* [AIM 1]:
In the journal entries, where did the two monks sleep until 4:00 AM after the night incident?
* [AIM 2]:
Reproduce the journal entries word for word, between "Went back and" and "a hard one.", inclusive.
[start of SELECTED EXTRACT]
May 10, 1977 - 2:30 A.M. I wake up reciting a mantra. The mantra wakes me up. I hear voices and feet outside. My senses come alert. A shadow passes on the right of the van. Bang! An arm breaks through the front window vent and grabs for the door handle. Heng Sure, asleep, now jolts up. Dogs outside are barking wildly. “Hey!” I yell. The arm retreats. I can make out four big dark figures with night sticks and a dog walking away from the car and down the street. Drunk and roaming. A little later I hear rocks hitting the pavement. They are mustering for a return. Tossing rocks, hitting their sticks, they draw nearer. I’ve got to move quickly. I jump over the seat and throw the car into gear. There’s the ignition key? In the ignition. Hope it starts. It does. They keep coming and I pull out. One tries to stop the car. We made it!
Went back and slept till 4:00AM at Gold Wheel Temple in the driveway. We both feel tightness at what we are doing. Here there is potential for great accomplishment and for big mistakes. We need to be very careful with outflows. We must stick to a schedule, concentrate, and not move or retreat. Work hard and be sincere. There’s no room for indulgence or error on these streets. We both feel the adrenalin crash. This was a big day, a hard one.
Verse and Mantra in Case of Harm
To Creatures when Walking
If I should harm any creature or crush an insect beneath my feet,
I vow that any such creatures will be reborn immediately
Nan. Di li tze li swo he (3x)
May 10, 1977 - Less flack this morning. The gas station we used for toilet purposes had a kindly old man who turned out to be a close-minded Bible man who tried to convince me I worshipped false gods. In between toilet breaks he had obviously put together a monologue and was ready to deliver some hell or high water. It was liking talking to your radio—all transmission. Luckily I found an escape. “Excuse me but I have to stay close to the other monk. Take care.” Zip!
Phuong Kuo Wu, Woo Kuo Hsiang, and Leonora Tsiang brought lunch to an abandoned lot. They are gracious and kind. They were out last night looking for us. Receiving their food and bows makes one ashamed of not working harder and spurs one on. The next 3 or 4 days we will be passing through one of the roughest neighborhoods in L.A. An upasaka has offered his driveway for evenings. We accept rather than cause more trouble like last night. To put ourselves in a situation where it’s real likely someone is going to try to do us in does no one any good.
[end of SELECTED EXTRACT]
[start of SUPPLIED MATERIAL]
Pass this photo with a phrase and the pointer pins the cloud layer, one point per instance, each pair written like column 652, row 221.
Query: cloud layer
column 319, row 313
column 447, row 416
[end of SUPPLIED MATERIAL]
* [WRITTEN RESPONSE 1]:
In the driveway at Gold Wheel Temple.

* [WRITTEN RESPONSE 2]:
Went back and slept till 4:00AM at Gold Wheel Temple in the driveway. We both feel tightness at what we are doing. Here there is potential for great accomplishment and for big mistakes. We need to be very careful with outflows. We must stick to a schedule, concentrate, and not move or retreat. Work hard and be sincere. There’s no room for indulgence or error on these streets. We both feel the adrenalin crash. This was a big day, a hard one.